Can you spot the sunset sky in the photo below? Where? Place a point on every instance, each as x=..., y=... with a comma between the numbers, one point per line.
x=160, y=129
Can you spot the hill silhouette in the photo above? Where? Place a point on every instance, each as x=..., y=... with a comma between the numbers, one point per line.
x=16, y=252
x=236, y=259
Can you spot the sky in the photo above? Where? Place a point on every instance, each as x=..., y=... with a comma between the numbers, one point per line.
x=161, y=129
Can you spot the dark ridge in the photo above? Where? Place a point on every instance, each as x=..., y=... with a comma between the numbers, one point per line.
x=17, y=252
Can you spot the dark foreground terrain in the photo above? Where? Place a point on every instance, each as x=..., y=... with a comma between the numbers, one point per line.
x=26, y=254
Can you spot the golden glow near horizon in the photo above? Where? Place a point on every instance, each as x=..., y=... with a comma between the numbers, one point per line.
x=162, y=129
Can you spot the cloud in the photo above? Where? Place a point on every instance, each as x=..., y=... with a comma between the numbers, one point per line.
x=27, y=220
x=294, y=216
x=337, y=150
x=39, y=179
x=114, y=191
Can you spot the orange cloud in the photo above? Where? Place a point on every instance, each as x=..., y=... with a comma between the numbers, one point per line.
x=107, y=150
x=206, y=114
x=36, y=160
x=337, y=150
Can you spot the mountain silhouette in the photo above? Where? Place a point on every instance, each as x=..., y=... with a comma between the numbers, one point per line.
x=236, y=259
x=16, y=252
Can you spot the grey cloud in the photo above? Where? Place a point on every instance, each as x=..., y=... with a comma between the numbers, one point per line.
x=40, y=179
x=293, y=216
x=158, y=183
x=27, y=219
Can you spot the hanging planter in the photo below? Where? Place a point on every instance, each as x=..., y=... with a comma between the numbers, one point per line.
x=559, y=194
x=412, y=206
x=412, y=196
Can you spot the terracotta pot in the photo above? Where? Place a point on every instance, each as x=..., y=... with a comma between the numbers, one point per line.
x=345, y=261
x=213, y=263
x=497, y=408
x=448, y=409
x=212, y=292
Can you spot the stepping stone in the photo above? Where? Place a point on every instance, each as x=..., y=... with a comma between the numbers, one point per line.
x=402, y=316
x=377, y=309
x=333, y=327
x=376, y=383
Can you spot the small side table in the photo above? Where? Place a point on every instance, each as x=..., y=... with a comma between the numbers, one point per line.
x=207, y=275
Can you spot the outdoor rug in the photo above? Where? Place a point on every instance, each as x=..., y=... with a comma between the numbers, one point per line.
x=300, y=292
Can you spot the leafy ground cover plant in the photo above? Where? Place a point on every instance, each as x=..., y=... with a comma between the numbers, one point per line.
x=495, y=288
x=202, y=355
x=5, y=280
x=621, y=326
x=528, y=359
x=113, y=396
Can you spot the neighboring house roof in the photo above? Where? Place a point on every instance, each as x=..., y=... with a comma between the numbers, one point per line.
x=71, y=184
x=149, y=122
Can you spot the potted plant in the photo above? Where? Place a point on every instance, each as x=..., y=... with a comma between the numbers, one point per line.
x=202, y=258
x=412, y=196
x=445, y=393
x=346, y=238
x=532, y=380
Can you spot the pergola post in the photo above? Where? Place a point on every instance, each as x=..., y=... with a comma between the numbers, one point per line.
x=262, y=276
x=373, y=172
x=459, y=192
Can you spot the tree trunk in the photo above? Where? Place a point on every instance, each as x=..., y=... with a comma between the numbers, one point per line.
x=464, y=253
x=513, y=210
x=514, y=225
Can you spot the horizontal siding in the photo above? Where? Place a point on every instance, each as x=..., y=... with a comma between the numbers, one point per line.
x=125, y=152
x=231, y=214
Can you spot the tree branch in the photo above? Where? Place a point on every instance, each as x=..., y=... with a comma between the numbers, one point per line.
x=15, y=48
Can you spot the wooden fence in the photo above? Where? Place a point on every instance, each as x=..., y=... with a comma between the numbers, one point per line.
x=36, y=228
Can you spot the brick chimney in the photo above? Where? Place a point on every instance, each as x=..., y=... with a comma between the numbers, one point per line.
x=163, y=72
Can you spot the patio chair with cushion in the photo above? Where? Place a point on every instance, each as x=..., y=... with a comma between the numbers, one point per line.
────────────────
Required action:
In full and without any edits, output the material above.

Task result:
Can you spot the sunset sky in the photo below? Where? Place a point on every instance, each as x=..., y=... with a comma between the numbers, one point per line.
x=160, y=129
Can you spot the hill silhouette in the photo above? Where? Place a point on every instance, each as x=..., y=... with a comma between the numbers, one point per line.
x=16, y=252
x=236, y=259
Can you spot the sky in the photo above? Where? Place a point on every instance, each as x=..., y=... with a comma between the numbers, one point per line.
x=161, y=129
Can you spot the dark ridge in the photo above? Where? Place a point on every instance, each as x=..., y=... with a comma between the numbers, one point per line.
x=17, y=252
Can you spot the dark foreground terrain in the photo above? Where? Place a point on every instance, each as x=..., y=... with a comma between the numbers, one point per line.
x=26, y=254
Can you spot the golden glow near horizon in the photo above? Where? Place a point on every instance, each as x=..., y=... with a comma between the numbers, one point per line.
x=162, y=129
Can you spot the cloud in the photo above? Where? Place a point on every instance, each as x=..., y=... with a comma between the numbers, one point per line.
x=27, y=220
x=294, y=216
x=337, y=150
x=39, y=179
x=114, y=191
Can you spot the orange cloud in the photo above? Where? Place a point on every instance, each as x=..., y=... with a comma between the numbers, one point per line.
x=107, y=150
x=206, y=114
x=36, y=160
x=337, y=150
Can you spot the mountain silhouette in the photo above? Where? Place a point on every instance, each as x=..., y=... with a comma between the numbers, one point per line.
x=236, y=259
x=16, y=252
Can you spot the grey cloud in the photo above? Where? Place a point on every instance, each as x=..., y=... with a comma between the numbers, one point per line.
x=40, y=179
x=293, y=216
x=158, y=183
x=27, y=219
Can you spot the hanging planter in the photo below? Where? Place a point on every instance, each as x=..., y=... with a comma between the numbers, one point per line.
x=559, y=194
x=412, y=206
x=412, y=196
Can you spot the terracotta pot in the photo above? Where? Place a point on every instance, each as x=..., y=... with a comma between the numbers, one point per line.
x=345, y=261
x=213, y=263
x=497, y=408
x=448, y=409
x=212, y=292
Can you spot the stepping stone in the photo above? Where? Place a point on every instance, each as x=..., y=... with a comma between the numbers, one point per line.
x=402, y=316
x=377, y=309
x=333, y=327
x=376, y=383
Can you spot the small side table in the photo above? Where? Place a point on every instance, each as x=..., y=... with a comma between the numbers, one point per line.
x=207, y=275
Can you spot the outdoor rug in the photo above? Where? Place a point on every instance, each as x=..., y=... with a comma between the numbers, one point per line.
x=300, y=292
Can you spot the leafy ground cover plant in the photo above? Where? Place a point on every instance, each as x=..., y=... with a comma between the numbers, one point per line.
x=495, y=288
x=202, y=355
x=5, y=280
x=621, y=326
x=528, y=359
x=113, y=396
Can you spot the neighboring house roof in the photo above? Where? Place a point on every instance, each as x=..., y=... with a comma between the numbers, one point per line.
x=71, y=184
x=149, y=122
Can you spot the potted plant in the photo above? Where? Place a point on every instance, each as x=..., y=... with a comma between the numbers, one point per line.
x=202, y=258
x=412, y=196
x=445, y=393
x=346, y=238
x=532, y=380
Can you spot the pergola post in the photo above? Where? Place a point on every instance, each as x=..., y=... with a comma between the numbers, one point per line.
x=262, y=276
x=373, y=172
x=459, y=192
Can you spot the tree trunk in the photo above? Where? Place a point on every instance, each as x=..., y=... with a comma between the numbers, one point per line.
x=464, y=253
x=513, y=210
x=514, y=225
Can you spot the horizontal siding in the photo above? Where? Place a point on every instance, each as x=..., y=... with a comma between the numbers, one point per line.
x=125, y=152
x=231, y=214
Can you spot the tree branch in the photo above? Where? Place a point on every instance, each as x=..., y=... with a comma between the numbers, one point per line.
x=15, y=48
Can you spot the wooden fence in the photo above? Where? Place a point on every instance, each as x=..., y=... with a comma between the numbers, one point per line.
x=36, y=228
Can you spot the brick chimney in the photo above? Where? Place a point on every instance, each as x=..., y=... with a comma between the numbers, one point per line.
x=163, y=72
Can you spot the patio chair with cushion in the photo above? Where? Place a point on every instance, each as x=..., y=... with a comma between the numbers, one point per line.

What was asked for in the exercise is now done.